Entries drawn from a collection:
◇ ◇ ◇ ◇

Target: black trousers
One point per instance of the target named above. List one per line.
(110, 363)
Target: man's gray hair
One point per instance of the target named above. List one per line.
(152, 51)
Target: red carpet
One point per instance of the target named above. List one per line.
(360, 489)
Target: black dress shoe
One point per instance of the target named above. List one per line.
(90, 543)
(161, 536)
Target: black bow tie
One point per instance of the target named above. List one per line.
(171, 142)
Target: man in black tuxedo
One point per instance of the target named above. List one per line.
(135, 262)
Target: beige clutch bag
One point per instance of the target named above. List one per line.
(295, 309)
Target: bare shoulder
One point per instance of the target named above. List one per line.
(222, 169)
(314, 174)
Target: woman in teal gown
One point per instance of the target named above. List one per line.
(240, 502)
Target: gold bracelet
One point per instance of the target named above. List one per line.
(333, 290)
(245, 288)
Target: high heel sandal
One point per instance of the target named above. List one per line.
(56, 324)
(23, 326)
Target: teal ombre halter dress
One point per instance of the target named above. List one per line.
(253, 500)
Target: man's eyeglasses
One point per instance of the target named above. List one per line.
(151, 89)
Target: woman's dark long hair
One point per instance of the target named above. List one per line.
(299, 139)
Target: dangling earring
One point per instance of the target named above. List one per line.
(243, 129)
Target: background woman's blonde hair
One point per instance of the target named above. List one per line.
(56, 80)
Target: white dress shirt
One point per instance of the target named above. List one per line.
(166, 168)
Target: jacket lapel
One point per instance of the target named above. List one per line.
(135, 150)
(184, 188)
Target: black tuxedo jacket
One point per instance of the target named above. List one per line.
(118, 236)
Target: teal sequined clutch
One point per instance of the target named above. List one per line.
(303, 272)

◇ ◇ ◇ ◇

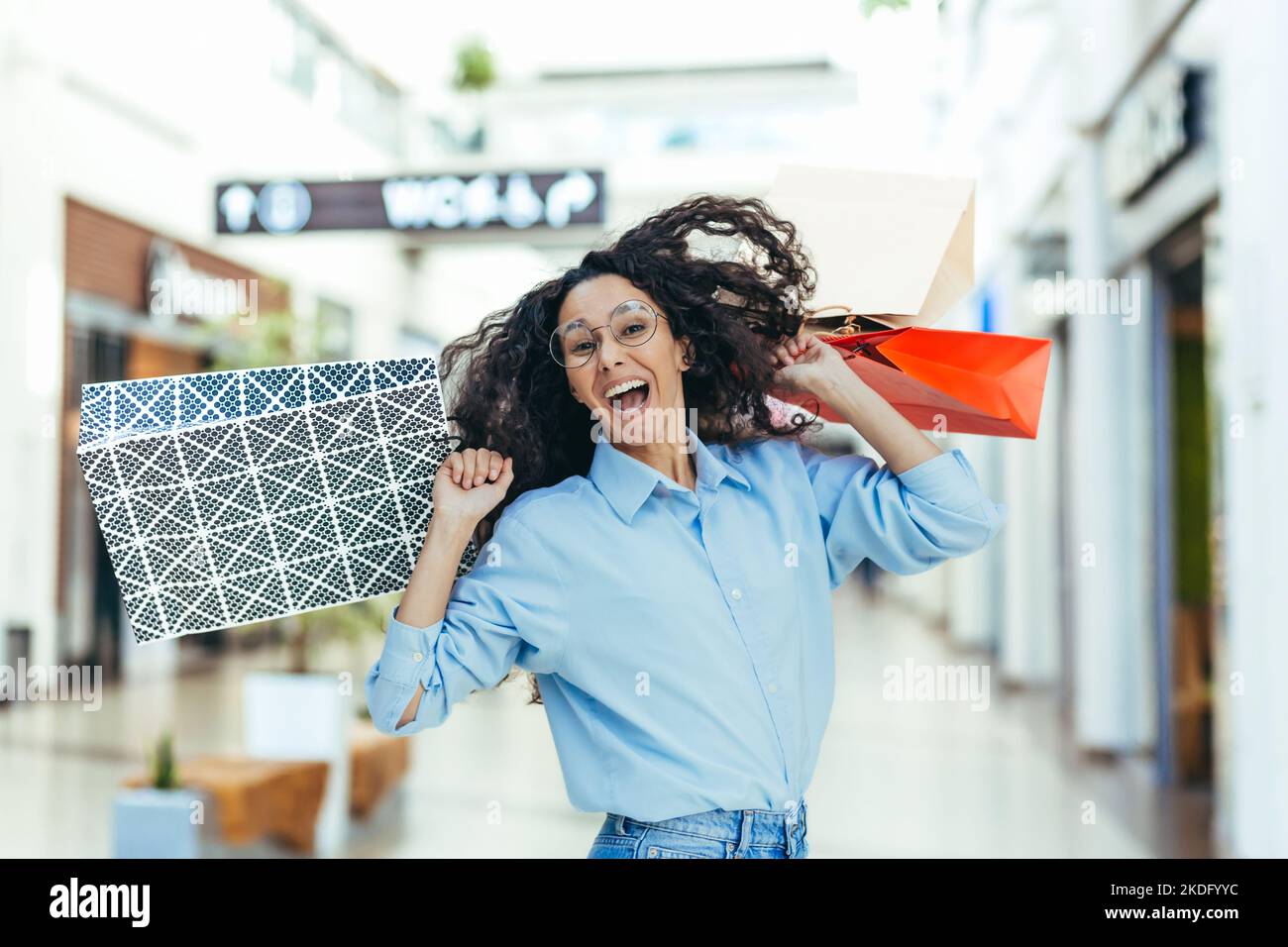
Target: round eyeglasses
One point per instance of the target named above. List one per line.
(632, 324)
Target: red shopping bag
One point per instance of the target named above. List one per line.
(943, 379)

◇ ◇ ◇ ◇

EXERCISE => State how many lines of the records contain the string "tuxedo", matching case exactly, and give only the number.

EXERCISE RESULT => 2